Gather every line in the material that contains the string "surface", treating case as significant.

-- Start of DATASET --

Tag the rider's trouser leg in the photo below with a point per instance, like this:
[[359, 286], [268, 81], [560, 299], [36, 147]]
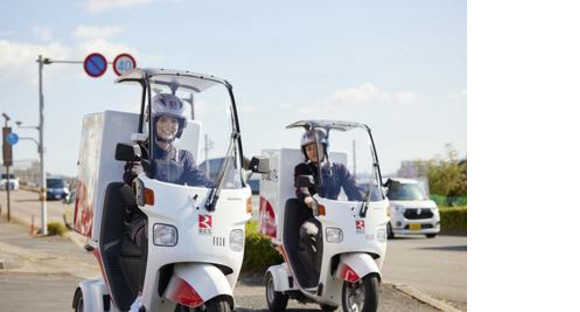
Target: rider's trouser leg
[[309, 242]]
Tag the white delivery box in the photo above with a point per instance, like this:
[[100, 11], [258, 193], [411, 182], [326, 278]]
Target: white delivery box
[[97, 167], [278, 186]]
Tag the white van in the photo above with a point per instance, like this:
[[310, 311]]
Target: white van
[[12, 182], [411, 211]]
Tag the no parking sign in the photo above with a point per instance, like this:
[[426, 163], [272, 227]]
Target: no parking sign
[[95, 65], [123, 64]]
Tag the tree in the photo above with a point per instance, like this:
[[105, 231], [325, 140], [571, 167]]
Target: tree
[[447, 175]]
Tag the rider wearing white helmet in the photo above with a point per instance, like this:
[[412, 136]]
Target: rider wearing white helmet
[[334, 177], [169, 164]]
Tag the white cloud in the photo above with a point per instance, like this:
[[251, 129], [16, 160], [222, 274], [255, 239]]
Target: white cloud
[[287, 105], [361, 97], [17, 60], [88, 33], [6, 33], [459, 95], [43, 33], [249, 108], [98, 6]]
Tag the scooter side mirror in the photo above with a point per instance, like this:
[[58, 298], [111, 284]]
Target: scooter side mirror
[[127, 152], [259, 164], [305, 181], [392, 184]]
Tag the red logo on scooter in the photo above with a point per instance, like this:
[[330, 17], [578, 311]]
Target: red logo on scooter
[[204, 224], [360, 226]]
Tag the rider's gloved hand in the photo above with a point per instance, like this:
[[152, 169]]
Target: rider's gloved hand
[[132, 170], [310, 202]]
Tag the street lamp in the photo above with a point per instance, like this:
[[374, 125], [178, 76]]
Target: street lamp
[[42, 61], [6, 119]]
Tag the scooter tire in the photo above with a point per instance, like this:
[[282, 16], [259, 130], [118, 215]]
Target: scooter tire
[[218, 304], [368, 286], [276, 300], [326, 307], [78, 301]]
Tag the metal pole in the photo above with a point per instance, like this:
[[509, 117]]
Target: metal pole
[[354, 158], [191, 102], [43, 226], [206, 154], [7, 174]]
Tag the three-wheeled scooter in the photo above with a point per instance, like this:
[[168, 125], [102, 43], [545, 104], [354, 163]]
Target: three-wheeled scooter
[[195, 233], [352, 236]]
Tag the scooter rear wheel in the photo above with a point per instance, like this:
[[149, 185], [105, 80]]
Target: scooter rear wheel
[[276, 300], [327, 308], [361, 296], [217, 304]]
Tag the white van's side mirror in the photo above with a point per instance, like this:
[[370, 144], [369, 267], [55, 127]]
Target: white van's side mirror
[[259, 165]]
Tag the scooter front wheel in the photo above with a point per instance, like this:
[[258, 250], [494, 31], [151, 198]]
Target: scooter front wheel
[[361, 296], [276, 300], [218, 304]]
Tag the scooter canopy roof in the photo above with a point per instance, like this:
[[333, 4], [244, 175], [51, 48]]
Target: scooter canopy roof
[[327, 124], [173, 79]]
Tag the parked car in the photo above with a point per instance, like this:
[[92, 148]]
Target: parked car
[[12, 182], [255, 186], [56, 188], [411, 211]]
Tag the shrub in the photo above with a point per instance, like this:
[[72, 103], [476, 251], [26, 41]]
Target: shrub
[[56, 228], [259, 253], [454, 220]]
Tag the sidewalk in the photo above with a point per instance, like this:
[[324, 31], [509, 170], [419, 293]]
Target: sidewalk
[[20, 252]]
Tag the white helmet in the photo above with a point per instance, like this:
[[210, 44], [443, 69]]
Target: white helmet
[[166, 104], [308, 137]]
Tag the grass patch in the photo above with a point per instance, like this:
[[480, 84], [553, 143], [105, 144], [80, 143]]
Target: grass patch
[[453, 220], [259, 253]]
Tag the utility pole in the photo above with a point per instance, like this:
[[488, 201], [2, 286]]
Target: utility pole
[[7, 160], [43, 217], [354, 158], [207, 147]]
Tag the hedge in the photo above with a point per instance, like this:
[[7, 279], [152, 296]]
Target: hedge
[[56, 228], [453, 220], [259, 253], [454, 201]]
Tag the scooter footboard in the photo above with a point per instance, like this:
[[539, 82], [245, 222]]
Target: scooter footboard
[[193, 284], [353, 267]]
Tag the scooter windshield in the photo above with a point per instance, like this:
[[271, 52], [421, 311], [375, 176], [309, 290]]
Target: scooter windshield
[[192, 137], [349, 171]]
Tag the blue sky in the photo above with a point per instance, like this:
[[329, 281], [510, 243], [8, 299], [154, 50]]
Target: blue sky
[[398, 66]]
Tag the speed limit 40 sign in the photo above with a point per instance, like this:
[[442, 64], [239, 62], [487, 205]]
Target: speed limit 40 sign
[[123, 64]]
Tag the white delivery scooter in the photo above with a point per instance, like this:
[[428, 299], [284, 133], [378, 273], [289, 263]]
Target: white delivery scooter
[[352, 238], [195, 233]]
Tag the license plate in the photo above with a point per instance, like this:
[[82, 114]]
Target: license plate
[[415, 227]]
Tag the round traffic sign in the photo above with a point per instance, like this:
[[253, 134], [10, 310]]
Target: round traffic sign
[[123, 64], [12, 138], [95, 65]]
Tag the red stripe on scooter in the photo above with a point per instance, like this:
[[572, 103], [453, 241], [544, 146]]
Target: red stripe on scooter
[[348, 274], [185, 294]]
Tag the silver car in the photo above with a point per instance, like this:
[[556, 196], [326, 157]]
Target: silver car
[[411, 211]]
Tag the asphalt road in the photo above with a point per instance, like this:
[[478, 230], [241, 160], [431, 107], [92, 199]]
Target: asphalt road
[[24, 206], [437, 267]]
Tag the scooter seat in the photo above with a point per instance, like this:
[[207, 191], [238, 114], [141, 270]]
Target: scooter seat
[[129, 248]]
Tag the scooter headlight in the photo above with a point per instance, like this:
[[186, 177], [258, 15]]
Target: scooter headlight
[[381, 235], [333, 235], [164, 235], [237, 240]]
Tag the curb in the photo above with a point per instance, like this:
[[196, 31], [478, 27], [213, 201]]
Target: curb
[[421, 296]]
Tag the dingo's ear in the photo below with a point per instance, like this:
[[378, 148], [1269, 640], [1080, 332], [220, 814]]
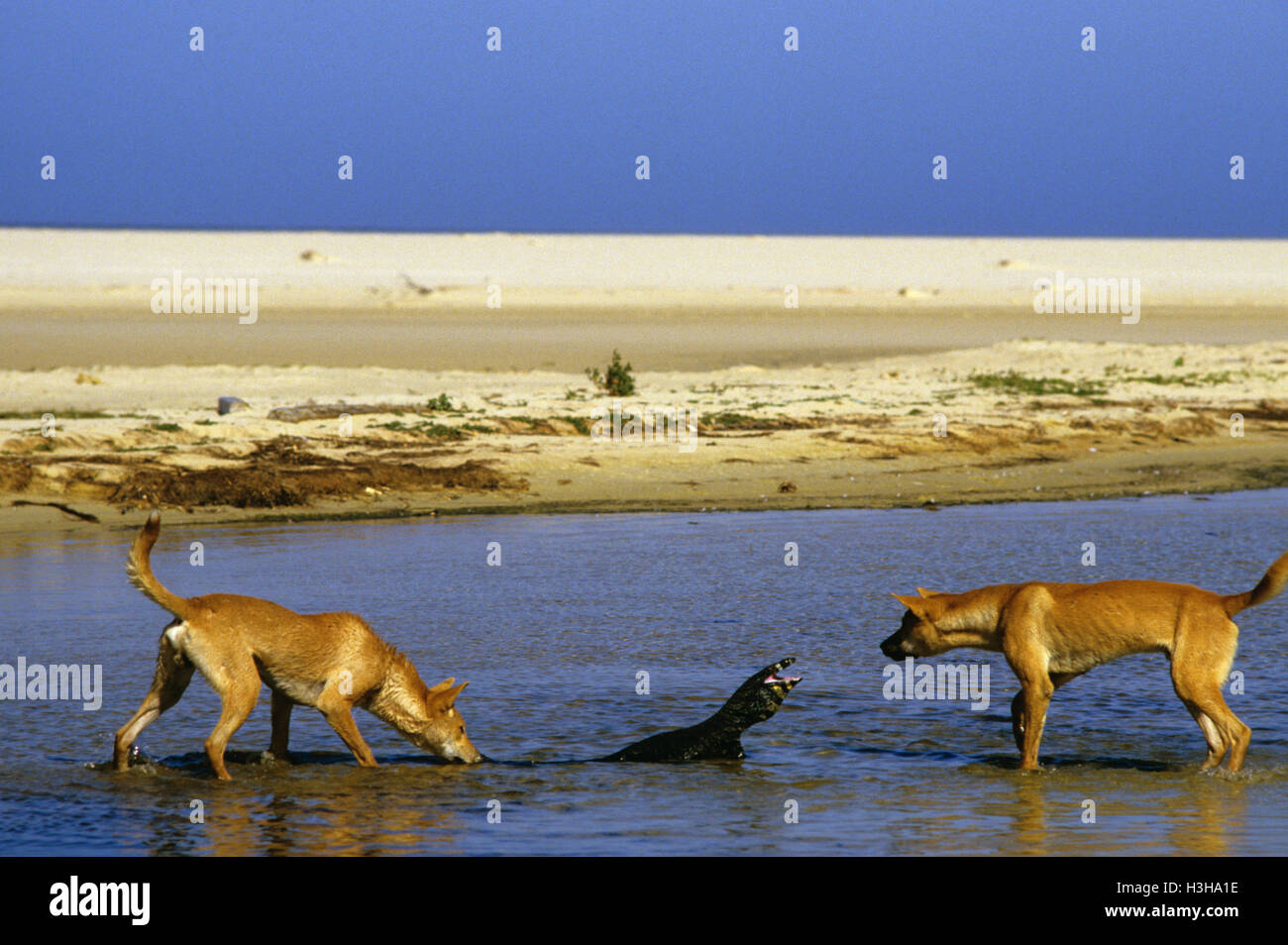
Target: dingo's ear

-- End of DATASET --
-- Start of DATASET --

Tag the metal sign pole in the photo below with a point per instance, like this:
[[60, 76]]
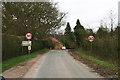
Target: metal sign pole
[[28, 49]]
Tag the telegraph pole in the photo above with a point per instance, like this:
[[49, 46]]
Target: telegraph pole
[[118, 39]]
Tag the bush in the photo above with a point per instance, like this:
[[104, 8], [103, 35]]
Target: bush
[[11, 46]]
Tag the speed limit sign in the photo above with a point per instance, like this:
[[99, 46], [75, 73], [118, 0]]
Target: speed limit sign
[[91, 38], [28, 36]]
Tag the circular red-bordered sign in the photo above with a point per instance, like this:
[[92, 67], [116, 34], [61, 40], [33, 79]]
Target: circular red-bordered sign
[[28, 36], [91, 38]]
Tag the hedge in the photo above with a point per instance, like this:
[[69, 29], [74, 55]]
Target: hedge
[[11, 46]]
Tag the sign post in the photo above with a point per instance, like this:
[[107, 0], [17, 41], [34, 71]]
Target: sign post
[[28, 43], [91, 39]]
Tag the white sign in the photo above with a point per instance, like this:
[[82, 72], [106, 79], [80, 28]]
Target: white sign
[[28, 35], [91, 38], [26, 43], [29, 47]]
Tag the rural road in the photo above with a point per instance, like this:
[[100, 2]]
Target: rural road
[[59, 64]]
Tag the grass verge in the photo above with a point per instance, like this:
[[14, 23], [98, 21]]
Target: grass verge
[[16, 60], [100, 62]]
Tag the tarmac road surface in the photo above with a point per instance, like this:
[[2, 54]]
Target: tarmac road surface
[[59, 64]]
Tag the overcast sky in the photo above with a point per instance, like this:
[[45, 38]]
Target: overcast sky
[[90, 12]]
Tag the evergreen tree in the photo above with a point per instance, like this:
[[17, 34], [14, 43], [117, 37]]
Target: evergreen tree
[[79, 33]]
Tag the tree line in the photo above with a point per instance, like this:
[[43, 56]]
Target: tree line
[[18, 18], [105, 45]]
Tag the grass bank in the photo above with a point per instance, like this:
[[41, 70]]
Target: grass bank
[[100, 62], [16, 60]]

-- End of DATASET --

▸ ANSWER IN FULL:
Tag the tarmac road surface in the photo above with a point per instance, like this:
Target: tarmac road surface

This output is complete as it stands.